-- WHAT NEEDS TO BE DONE --
Retype, word for word, every line of the records below starting at the one that contains "Return one point per instance of the station platform." and ending at the one that contains "Return one point per instance of the carriage"; include both of those lines and nothing more.
· · · · · · ·
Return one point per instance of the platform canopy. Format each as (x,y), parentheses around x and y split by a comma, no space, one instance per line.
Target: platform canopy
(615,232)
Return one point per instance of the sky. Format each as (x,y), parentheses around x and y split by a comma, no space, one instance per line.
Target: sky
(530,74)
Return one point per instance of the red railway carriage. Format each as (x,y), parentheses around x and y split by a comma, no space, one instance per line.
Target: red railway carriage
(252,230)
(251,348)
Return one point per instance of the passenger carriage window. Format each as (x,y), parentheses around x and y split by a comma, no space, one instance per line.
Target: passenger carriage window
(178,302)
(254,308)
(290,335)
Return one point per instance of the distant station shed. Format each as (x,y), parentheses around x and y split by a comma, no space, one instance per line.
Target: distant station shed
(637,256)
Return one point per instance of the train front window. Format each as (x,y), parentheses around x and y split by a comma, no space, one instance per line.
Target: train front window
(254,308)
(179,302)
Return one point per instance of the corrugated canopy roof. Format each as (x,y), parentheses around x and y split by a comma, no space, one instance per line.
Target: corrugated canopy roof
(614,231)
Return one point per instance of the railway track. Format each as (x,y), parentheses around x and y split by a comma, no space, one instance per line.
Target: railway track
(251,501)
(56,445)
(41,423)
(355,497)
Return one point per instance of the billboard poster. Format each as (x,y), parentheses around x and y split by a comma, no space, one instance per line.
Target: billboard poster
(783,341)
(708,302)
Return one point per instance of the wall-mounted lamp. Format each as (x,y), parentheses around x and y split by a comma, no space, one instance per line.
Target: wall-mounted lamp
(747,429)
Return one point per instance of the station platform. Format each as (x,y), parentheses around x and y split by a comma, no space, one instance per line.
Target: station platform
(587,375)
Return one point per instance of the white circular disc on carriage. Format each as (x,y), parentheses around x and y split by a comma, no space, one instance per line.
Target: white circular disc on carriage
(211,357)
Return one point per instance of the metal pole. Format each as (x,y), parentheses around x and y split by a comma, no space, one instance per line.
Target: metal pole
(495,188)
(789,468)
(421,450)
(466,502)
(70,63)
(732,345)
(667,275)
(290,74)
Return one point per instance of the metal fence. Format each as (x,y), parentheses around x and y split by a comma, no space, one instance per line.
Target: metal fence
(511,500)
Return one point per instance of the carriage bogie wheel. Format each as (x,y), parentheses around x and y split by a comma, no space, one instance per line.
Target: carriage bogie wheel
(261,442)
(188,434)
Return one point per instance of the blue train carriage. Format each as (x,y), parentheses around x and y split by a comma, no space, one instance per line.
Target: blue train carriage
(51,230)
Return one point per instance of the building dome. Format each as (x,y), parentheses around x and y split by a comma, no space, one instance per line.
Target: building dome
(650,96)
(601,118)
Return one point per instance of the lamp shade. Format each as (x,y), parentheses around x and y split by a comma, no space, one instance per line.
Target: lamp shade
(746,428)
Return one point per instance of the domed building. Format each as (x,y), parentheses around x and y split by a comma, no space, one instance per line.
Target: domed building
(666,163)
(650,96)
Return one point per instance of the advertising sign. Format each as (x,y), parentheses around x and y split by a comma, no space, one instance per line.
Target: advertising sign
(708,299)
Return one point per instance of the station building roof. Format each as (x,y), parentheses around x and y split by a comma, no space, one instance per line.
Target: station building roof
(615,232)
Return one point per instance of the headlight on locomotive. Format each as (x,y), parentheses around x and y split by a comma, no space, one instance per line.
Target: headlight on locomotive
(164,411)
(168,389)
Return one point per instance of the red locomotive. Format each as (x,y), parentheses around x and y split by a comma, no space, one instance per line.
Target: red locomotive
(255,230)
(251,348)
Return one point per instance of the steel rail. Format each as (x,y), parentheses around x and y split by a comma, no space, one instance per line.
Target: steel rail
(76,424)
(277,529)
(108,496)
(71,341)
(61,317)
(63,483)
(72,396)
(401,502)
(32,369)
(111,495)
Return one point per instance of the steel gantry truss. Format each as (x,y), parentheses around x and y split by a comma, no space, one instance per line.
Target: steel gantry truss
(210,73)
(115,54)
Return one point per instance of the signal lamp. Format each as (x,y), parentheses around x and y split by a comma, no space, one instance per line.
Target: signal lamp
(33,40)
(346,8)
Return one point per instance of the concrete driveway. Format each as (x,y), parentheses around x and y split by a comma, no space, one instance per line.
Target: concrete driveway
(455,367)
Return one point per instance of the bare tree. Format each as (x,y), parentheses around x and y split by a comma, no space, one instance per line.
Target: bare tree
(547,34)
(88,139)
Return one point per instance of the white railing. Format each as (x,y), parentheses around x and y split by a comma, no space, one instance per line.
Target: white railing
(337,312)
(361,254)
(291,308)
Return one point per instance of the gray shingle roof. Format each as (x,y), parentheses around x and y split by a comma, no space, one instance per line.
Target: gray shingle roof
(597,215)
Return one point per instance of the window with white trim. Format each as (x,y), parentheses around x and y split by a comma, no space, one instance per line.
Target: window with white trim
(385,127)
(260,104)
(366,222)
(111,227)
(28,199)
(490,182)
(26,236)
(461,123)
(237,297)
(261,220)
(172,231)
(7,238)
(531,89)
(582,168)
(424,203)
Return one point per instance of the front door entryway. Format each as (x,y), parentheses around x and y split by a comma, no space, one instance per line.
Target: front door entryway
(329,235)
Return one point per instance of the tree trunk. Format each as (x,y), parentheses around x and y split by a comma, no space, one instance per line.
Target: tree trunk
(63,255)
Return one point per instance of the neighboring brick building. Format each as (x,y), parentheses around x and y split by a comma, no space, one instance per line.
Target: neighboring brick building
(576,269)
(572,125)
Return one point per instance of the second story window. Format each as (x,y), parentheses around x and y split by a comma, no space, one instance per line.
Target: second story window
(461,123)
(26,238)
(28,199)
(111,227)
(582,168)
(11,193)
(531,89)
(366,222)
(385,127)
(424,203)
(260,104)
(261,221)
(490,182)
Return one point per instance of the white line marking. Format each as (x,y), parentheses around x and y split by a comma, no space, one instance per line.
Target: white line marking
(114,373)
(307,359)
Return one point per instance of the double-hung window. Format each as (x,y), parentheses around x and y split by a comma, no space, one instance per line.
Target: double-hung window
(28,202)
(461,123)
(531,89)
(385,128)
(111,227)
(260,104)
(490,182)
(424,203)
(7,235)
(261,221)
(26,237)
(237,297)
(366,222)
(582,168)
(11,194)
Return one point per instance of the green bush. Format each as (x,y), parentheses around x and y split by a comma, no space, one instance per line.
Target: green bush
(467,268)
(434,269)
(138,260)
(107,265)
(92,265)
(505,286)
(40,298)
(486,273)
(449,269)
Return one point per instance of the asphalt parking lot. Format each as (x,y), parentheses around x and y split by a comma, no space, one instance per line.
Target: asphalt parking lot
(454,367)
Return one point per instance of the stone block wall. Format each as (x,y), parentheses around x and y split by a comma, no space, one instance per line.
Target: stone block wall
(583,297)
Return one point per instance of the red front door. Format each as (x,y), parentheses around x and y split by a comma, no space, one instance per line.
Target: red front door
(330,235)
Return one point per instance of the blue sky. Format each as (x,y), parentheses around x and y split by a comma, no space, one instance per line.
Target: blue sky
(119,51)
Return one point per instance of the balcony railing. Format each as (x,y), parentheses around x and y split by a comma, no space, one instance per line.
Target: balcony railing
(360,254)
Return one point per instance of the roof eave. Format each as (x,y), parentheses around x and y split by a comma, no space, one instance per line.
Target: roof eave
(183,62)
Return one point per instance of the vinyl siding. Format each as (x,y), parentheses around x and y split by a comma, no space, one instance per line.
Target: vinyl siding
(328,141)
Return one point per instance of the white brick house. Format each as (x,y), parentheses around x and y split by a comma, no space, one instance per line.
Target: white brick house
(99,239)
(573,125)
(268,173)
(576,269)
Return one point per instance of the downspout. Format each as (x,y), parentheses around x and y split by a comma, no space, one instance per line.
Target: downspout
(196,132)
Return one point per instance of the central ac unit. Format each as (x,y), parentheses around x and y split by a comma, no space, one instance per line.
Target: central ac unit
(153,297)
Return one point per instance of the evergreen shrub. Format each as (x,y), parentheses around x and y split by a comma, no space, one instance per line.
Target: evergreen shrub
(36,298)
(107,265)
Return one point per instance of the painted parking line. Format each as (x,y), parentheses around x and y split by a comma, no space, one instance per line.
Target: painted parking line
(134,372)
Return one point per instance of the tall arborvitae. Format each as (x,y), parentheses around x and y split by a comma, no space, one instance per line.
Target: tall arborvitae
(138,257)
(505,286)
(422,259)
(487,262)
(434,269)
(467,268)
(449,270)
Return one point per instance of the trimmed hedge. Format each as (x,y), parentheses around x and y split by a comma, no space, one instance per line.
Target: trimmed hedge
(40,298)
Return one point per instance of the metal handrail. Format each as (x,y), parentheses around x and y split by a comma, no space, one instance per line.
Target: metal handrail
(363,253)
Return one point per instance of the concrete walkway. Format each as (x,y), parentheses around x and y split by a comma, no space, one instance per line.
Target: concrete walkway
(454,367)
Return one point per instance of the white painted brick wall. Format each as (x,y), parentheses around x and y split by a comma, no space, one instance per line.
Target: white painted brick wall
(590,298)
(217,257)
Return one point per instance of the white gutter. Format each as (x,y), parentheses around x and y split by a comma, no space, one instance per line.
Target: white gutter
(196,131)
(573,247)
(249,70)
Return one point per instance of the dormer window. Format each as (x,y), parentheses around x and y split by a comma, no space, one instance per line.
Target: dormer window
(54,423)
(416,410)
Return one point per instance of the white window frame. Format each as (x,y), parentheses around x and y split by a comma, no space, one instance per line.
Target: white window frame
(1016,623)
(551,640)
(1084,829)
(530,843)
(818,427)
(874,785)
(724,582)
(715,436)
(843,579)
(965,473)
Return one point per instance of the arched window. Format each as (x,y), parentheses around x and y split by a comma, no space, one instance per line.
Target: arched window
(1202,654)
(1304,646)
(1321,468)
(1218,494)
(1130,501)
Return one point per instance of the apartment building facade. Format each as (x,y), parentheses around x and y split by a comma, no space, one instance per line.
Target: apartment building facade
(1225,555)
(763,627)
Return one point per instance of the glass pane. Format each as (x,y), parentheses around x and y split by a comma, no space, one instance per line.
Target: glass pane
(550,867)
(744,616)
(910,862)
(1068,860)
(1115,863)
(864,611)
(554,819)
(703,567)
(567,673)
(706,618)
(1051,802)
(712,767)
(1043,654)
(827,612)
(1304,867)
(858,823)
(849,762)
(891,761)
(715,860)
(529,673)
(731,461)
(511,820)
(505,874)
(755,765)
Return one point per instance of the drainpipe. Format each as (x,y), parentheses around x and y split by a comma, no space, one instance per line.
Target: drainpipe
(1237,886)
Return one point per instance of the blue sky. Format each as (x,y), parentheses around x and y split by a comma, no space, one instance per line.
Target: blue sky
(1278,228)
· · · · · · ·
-- TASK ANSWER --
Return one point per instance of the station platform. Format each as (x,y), parentheses around x and y split by a comma, no space, one instance per line.
Target: station platform
(587,375)
Return one point per instance of the white circular disc on carriage. Format each as (x,y), parentheses around x and y split by a comma, no space, one instance per line.
Target: white circular disc on carriage
(211,357)
Return one point per instance of the metal pole. Format each as (x,y), parentheses around x and y split by a comma, no space, one instance per line.
Target: metal pole
(495,188)
(789,468)
(421,450)
(466,502)
(70,63)
(732,345)
(667,275)
(290,74)
Return one point per instance of the metal fence. Format each as (x,y), parentheses around x and y split by a comma, no space, one instance per line.
Target: metal fence
(511,500)
Return one point per instance of the carriage bogie wheel. Format each as (x,y), parentheses around x and y split by a comma, no space, one instance per line.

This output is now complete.